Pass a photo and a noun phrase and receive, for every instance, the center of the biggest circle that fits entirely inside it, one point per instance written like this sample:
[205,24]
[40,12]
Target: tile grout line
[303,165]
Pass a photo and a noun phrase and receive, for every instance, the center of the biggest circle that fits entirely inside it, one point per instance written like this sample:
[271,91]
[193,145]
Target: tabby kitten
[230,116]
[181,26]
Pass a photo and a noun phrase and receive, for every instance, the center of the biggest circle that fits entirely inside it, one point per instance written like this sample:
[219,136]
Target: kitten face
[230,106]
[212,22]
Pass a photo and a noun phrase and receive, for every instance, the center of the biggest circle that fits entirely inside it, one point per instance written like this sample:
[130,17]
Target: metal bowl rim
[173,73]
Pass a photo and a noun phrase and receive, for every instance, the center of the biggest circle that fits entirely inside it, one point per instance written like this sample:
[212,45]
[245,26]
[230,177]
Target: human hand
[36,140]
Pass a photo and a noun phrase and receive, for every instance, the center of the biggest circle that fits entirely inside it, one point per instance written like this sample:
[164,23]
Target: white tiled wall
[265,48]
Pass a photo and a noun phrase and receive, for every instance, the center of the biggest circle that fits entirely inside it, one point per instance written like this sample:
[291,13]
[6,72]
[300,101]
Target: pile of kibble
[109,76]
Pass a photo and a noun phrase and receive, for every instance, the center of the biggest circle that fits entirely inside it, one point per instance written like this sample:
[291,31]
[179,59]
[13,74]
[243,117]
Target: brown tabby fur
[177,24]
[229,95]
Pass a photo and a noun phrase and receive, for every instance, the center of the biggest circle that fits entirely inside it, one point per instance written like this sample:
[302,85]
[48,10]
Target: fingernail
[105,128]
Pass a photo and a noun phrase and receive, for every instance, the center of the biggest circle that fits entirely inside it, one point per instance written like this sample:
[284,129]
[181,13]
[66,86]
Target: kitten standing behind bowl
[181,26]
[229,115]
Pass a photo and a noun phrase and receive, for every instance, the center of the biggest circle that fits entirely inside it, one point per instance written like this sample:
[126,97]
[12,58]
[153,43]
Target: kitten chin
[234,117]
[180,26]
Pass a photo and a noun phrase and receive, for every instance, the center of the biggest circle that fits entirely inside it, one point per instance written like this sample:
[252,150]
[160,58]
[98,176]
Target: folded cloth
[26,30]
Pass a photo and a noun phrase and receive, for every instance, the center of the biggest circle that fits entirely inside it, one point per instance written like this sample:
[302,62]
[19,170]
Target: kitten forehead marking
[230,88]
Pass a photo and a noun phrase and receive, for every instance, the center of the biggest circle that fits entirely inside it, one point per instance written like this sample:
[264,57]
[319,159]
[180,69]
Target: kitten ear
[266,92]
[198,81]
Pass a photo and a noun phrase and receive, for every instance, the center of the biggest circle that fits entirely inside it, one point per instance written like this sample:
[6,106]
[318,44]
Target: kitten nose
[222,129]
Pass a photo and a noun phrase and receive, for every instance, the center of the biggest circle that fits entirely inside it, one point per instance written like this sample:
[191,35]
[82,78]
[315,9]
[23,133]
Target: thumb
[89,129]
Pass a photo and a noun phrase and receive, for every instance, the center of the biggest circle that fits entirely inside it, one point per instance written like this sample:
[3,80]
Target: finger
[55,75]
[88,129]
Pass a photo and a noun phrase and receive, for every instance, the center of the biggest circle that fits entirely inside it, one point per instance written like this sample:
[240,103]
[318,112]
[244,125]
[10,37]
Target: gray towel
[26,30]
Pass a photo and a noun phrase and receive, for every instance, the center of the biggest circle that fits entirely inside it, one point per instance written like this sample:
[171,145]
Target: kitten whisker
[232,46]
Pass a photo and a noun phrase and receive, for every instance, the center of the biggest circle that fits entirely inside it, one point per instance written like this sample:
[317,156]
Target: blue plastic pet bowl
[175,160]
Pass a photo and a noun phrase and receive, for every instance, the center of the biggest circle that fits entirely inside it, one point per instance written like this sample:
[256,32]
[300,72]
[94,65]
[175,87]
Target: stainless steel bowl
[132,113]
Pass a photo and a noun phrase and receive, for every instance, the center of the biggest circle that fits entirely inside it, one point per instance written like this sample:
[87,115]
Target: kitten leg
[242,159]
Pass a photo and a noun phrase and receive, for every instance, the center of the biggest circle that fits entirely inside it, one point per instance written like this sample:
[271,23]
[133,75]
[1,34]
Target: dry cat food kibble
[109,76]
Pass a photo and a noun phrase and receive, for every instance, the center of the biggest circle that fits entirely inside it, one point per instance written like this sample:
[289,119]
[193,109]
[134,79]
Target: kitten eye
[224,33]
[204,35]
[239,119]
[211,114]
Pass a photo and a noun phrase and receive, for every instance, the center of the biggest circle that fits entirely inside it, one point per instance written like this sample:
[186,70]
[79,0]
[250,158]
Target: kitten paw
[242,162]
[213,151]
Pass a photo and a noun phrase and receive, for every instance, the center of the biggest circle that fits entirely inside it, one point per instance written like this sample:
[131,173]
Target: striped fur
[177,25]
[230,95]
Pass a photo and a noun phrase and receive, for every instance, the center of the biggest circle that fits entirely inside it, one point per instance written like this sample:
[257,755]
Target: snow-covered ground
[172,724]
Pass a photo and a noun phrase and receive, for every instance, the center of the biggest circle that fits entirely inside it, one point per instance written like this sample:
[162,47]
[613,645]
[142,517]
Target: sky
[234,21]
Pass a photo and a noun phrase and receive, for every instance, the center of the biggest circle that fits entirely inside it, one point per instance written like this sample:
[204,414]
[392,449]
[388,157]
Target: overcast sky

···

> Instructions to follow:
The records above are to be reproduced exactly, with nothing left out.

> Your response:
Pass a photo and a noun phrase and receive, for every instance, the center of the biggest circle that fits entirely inside it, one point per instance written like this sample:
[205,24]
[40,12]
Target: tile grout line
[303,165]
Pass a photo and a noun phrase and receive, for every instance, the center of the biggest circle that fits entirely inside it, one point per instance written like this sample:
[271,91]
[193,145]
Target: tabby kitten
[230,116]
[181,26]
Pass a photo and a noun phrase and receive, for every instance, the center of the biggest circle that fits entirely inside it, one point per instance written like this sample:
[219,136]
Target: kitten face
[230,106]
[212,22]
Pass a photo and a noun phrase and receive, for every instance, the center of the biggest circle that fits entirely inside it, one point per instance written like this sample:
[130,17]
Target: metal bowl rim
[173,73]
Pass a photo and a noun phrase and receive, for every instance, the center of the biggest circle that fits entirely inside it, one point per instance written like this sample:
[212,45]
[245,26]
[230,177]
Target: human hand
[36,140]
Pass a photo and a noun phrase and receive, for every instance, the center of the biggest circle that fits entirely inside it, one point per instance written like this sample:
[164,23]
Target: white tiled wall
[265,48]
Pass a photo and a noun phrase and receive, for every instance, the center of the biggest circle that fits entirely inside it, one point per instance written like this sample:
[291,13]
[6,72]
[300,101]
Target: pile of kibble
[109,76]
Pass a photo and a noun phrase and receive, for every instance, the center of the biggest circle that fits entirely inside it, one point per instance written like this sample:
[291,31]
[179,59]
[13,74]
[243,117]
Target: brown tabby fur
[177,24]
[229,95]
Pass a photo and a noun phrase and receive, for every instance, the center of the biggest circle that fits entirely inside it, one point per instance written like this sample:
[302,85]
[48,10]
Target: fingernail
[105,128]
Pass a photo and a noun phrase and receive, for every instance, the center of the biggest circle that fits entirely inside it, one point per instance written like this sample:
[284,129]
[181,13]
[66,86]
Target: kitten standing behind bowl
[181,26]
[229,115]
Pass a photo and a noun phrase and receive, for every instance, the center of the biggest circle that fits entirely inside it, one point per instance written like this sample:
[126,97]
[12,58]
[153,43]
Target: kitten chin
[234,117]
[180,26]
Pass a photo and a noun phrase and receive, for every instance, the center of the biggest circle that fits entirely inside it, one point per instance written like this sample:
[252,150]
[160,58]
[98,176]
Target: folded cloth
[26,30]
Pass a photo and a noun phrase and receive, for every instance, the center of the biggest circle that fits entirely inside it, one point per instance written like this sample:
[302,62]
[19,170]
Target: kitten forehead marking
[230,88]
Pass a photo and a noun phrase and receive, for every instance, the center of the biggest circle that fits entirely inside it, one point per instance written like this sample:
[264,57]
[319,159]
[180,69]
Target: kitten ear
[266,92]
[198,81]
Pass a photo and a noun phrase and receive, for every instance, the center of the biggest circle that fits entirely inside it, one point per instance written like this sample:
[6,106]
[318,44]
Target: kitten nose
[222,129]
Pass a photo and a noun phrase and receive, for every instance, the center of the biggest circle that fits entirely inside it, one point per instance written like this sample:
[191,35]
[82,78]
[315,9]
[23,133]
Target: thumb
[89,129]
Pass a photo and a noun phrase and receive, for every instance, the center of the biggest circle that fits entirely inside it, one point per instance written like this sample:
[3,80]
Target: finger
[55,75]
[88,129]
Pass a photo and a noun phrase and receive, for every instance, the center of the biggest circle that fits entirely inside it, one point per instance written like this sample:
[240,103]
[318,112]
[244,125]
[10,37]
Target: gray towel
[26,30]
Pass a photo and a noun phrase and receive, for every instance, the center of the biggest circle that fits entirely inside it, one point per instance written like this sample:
[171,145]
Target: kitten whisker
[232,46]
Pass a photo and a noun phrase and receive, for every instance, the center of the biggest circle that fits entirely inside it, one point per instance written like this sample:
[317,156]
Target: blue plastic pet bowl
[175,160]
Pass a photo and a noun phrase and receive, for every instance, the center of the biggest circle that fits entirely inside it, one point per instance written like this sample:
[256,32]
[300,72]
[94,65]
[175,87]
Target: stainless steel bowl
[132,113]
Pass a photo and a noun phrase and receive, for every instance, the center of the biggest circle that fits entirely inside it, one point per instance written like this sample:
[87,115]
Target: kitten leg
[242,159]
Pass a photo and a noun phrase and receive, for every instance, the center of the biggest circle that fits entirely inside it, one point per instance written like this sample:
[271,23]
[133,75]
[1,34]
Target: dry cat food kibble
[109,76]
Pass a photo and a noun phrase and receive, for every instance, the center of the biggest circle that fits entirely inside it, one point per instance written like this sample:
[289,119]
[193,109]
[134,79]
Target: kitten eye
[224,33]
[204,35]
[239,119]
[211,114]
Pass a photo and a noun phrase and receive, for every instance, the center of the biggest circle that fits entirely inside it, one point per instance written like this sample:
[186,70]
[79,0]
[250,158]
Target: kitten paw
[242,162]
[213,151]
Pass a photo and a noun phrase and receive, for every instance, the center of the biggest circle that fits entirely inside it, one point per instance written like this sample:
[131,173]
Target: striped fur
[177,25]
[230,95]
Pass a photo and a noun phrase and receive, for every instance, the center of the biggest circle that fits entirely inside it, one point per instance written like this sample:
[257,755]
Target: snow-covered ground
[172,724]
Pass a photo and a noun phrase and receive, for every instance, the center of the biggest circle that fits entirely inside it, one point per instance written like this sample:
[162,47]
[613,645]
[142,517]
Target: sky
[234,21]
Pass a photo and a noun phrase and receive, for every instance, the center of the biggest circle that fits entirely inside it, one point per instance written like this sample:
[204,414]
[392,449]
[388,157]
Target: overcast sky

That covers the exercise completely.